**EXCERPTED DATA:**
* BEGIN *
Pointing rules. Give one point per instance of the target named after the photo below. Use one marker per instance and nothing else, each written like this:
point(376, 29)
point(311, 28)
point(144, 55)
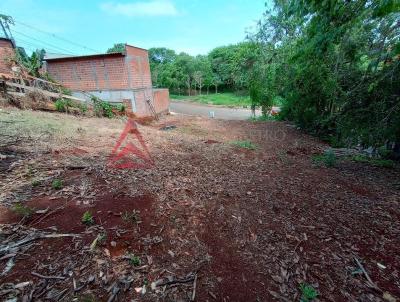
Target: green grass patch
point(245, 145)
point(378, 162)
point(263, 118)
point(224, 99)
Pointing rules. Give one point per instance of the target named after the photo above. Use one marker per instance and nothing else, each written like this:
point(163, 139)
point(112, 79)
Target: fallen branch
point(370, 282)
point(5, 249)
point(177, 281)
point(45, 216)
point(48, 277)
point(194, 288)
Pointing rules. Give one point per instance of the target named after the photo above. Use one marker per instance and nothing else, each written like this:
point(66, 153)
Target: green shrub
point(57, 184)
point(308, 293)
point(102, 108)
point(328, 159)
point(82, 107)
point(87, 218)
point(120, 107)
point(62, 105)
point(245, 144)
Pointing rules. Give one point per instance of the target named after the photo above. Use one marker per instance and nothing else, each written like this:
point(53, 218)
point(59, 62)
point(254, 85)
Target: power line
point(55, 36)
point(51, 45)
point(34, 45)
* END *
**WHAT THE TASK REQUIRES:** Format all of the material above as a numbered list, leaving out blank lines and the pictures.

**ANSWER:**
1. Pointing rules. Give one point per instance of the target named after the photo below. Use one marker per instance and nothing else, each written like this:
2. point(376, 29)
3. point(311, 28)
4. point(144, 55)
5. Target: green grass patch
6. point(245, 145)
7. point(378, 162)
8. point(263, 118)
9. point(224, 99)
10. Pointing rules. Give one point per instance of the target named after the photo above. Use one marker per instance and nothing else, each written like this:
11. point(163, 139)
12. point(112, 79)
13. Target: fallen branch
14. point(370, 282)
15. point(5, 249)
16. point(177, 281)
17. point(45, 216)
18. point(48, 277)
19. point(194, 288)
20. Pointing rules. Give one point per instance of the target named after the photo above. Use one marker per instance and nothing else, each written like this:
21. point(66, 153)
22. Target: green shrub
23. point(57, 184)
24. point(308, 293)
25. point(102, 108)
26. point(328, 159)
27. point(82, 107)
28. point(87, 218)
29. point(120, 107)
30. point(62, 105)
31. point(245, 144)
32. Pointing rules. Give one point per instance of the target named after the photo above. Use one marker per instance and nothing else, each written like this:
33. point(53, 218)
34. point(59, 62)
35. point(254, 85)
36. Target: power line
37. point(55, 36)
38. point(51, 45)
39. point(34, 45)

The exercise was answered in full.